* [WORK REQUIRED] Restate word for word the line containing "Where in the photo above can the horse mane" and every following line in the material below, up to and including the last one.

* [DATASET EXCERPTS]
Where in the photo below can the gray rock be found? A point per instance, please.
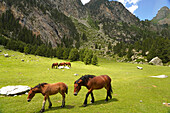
(156, 61)
(14, 90)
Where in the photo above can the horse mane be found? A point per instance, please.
(85, 78)
(39, 85)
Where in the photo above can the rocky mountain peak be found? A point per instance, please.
(163, 13)
(163, 16)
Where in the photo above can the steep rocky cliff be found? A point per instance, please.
(115, 11)
(163, 16)
(62, 22)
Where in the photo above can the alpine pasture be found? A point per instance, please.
(134, 91)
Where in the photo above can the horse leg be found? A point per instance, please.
(85, 101)
(43, 107)
(92, 100)
(109, 90)
(63, 101)
(50, 104)
(107, 96)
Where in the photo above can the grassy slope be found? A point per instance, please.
(130, 85)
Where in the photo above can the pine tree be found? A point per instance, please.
(73, 55)
(94, 60)
(88, 56)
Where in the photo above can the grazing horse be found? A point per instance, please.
(68, 64)
(92, 82)
(55, 64)
(62, 64)
(46, 90)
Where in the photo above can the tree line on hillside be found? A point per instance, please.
(158, 47)
(73, 54)
(157, 43)
(21, 39)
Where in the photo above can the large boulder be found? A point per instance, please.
(14, 90)
(156, 61)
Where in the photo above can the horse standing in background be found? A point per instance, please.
(68, 64)
(92, 82)
(55, 65)
(61, 64)
(46, 90)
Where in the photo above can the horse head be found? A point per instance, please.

* [RESULT OF THE EXERCISE]
Where in the photo above can the horse mane be found? A point per instance, please.
(85, 78)
(39, 85)
Where in the photo above can the rocky mountain peak be found? A point per instance, please.
(163, 13)
(163, 16)
Where in the photo above can the steep rocky cliff be found? A point per instance, please.
(115, 11)
(163, 16)
(62, 22)
Where in the photo above can the alpine pasture be found? A point per instance, please.
(134, 91)
Where in the photo above can the horse leg be found? A point per instance, please.
(85, 101)
(43, 107)
(92, 100)
(109, 90)
(63, 101)
(50, 104)
(107, 96)
Where in the photo above can the grassy slope be found? A point per instance, please.
(130, 85)
Where in the photo above can the pine tree be found? A point per instance, please.
(73, 55)
(94, 60)
(88, 56)
Where in the photo above can the grazing horse be found? A point per instance, please.
(68, 64)
(92, 82)
(55, 64)
(62, 64)
(46, 90)
Where in the photo above can the tree line on hillside be found? A point per instance, please.
(158, 47)
(73, 54)
(157, 43)
(21, 39)
Where in the photo above can the large boulder be found? A point per instance, please.
(14, 90)
(156, 61)
Where in the photo above can the horse standing in background be found? A point per instance, please.
(68, 64)
(92, 82)
(55, 65)
(61, 64)
(46, 90)
Where in the photo above can the horse head be found? A point per instance, please.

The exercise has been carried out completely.